- 引用文
医学教育つれづれ

医学教育に関する論文のPOINTを書き出した備忘録的なブログです。

医療専門職教育で迅速な研究手法を用いるための12のヒント

Twelve tips for using rapid research methods in health professions education
John SandarsORCID Icon &Jeremy BrownORCID Icon
Received 31 Jan 2024, Accepted 02 Apr 2024, Published online: 16 Apr 2024
Cite this article https://doi.org/10.1080/0142159X.2024.2339415

https://www.tandfonline.com/doi/full/10.1080/0142159X.2024.2339415?af=R

医療専門職教育におけるプログラムや介入策を決定するために、短期間で情報が必要とされることがある。迅速調査法は、特に質的調査研究や文献レビューのために、ヘルスケアにおいてますます使用されるようになってきている。迅速調査法を利用する上で不可欠なのは、短期間(通常3ヶ月以内)という制約、利用可能な資源、適切な品質基準のための厳密さの間でバランスをとるプラグマティズムである。このバランスを達成するためには、意思決定者の情報ニーズの明確化や、文献調査、参加者の選定、データ収集・分析に迅速な方法を用いるなど、調査設計に細心の注意を払う必要がある。この論文の意図は、質的調査研究や文献レビューのための迅速な研究手法を、医療専門職教育にどのように適応させることができるかについて、実践的なガイドを提供することである。

 

ヒント1:医療専門職教育でRRMを使用するのに適したトピックであることを確認する。

迅速調査法(RRM)は、迅速な洞察が必要な場合や、調査結果が意思決定に直接役立つ場合に最適です。例えば、プログラムの評価や特定の学習課題の把握などが挙げられます。

- データ一覧
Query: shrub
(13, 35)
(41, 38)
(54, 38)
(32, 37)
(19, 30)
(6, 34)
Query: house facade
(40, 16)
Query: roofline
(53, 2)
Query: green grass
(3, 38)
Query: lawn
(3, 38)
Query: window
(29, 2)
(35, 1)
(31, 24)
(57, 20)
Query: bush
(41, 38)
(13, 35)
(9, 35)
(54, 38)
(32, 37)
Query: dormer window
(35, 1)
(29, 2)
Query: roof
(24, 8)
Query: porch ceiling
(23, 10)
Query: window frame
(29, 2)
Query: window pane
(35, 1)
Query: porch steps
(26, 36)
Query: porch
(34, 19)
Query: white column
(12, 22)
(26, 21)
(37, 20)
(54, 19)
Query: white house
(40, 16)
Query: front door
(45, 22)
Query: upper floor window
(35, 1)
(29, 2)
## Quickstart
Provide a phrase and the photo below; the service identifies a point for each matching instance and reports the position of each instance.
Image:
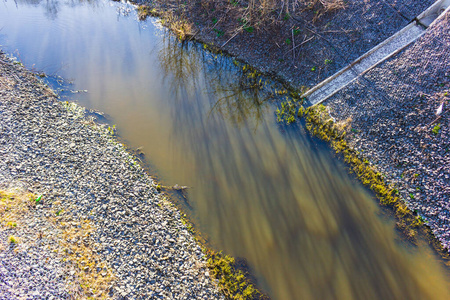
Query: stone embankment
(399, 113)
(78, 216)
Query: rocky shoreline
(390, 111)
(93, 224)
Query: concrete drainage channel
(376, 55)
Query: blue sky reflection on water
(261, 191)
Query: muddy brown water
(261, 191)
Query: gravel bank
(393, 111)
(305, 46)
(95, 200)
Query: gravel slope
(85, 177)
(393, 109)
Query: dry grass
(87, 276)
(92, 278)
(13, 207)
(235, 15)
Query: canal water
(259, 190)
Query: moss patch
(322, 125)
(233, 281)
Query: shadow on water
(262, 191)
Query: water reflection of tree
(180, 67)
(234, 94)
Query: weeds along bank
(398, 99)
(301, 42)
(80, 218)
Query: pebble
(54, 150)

- 取り組む課題
[1] 引用文では、迅速調査法を使う際にプラグマティズムがどのような要素の間でバランスをとるとされていますか?すべて挙げてください。
[2] 引用文の最後の文の後に続く文章を書いてください。
データはこの作業には一切関係しません。

- 番号別の解答
[1]
- 短期間(通常3ヶ月以内)という制約
- 利用可能な資源
- 適切な品質基準のための厳密さ

[2]
ヒント2:RRMを使用するための哲学的理解を持つ

RRMを正当化するためには、現実の本質(存在論)や知識の理論(認識論)といった哲学的な基盤を理解することが極めて重要である。これは、厳密性を維持し、調査結果が信頼できると見なされるようにするために役立ちます。

ヒント3:主な意思決定者の期待にリサーチクエスチョンを絞る

意思決定者の期待を明確にするために、意思決定者と早期に関わることが重要である。リサーチクエスチョンは、これらの利害関係者の情報ニーズに直接取り組むべきである。

ヒント4:設計段階の重要性

研究の構成要素を調整し、期限内に研究を完了させるためには、しっかりとした設計段階が不可欠です。これには、データ収集、分析、プレゼンテーションの計画が含まれる。

ヒント5:迅速な文献レビューの実施

迅速な文献レビューは、既存の知識を理解し、ギャップを決定するのに役立ちます。このステップは、研究の土台を築き、リサーチクエスチョンが適切であることを確認するために極めて重要です。

ヒント6:研究の厳密性を維持する

迅速な手法であっても、信頼性、信頼性、確認可能性によって厳密性を維持することは不可欠です。これにより、調査結果の信頼性と妥当性が確保されます。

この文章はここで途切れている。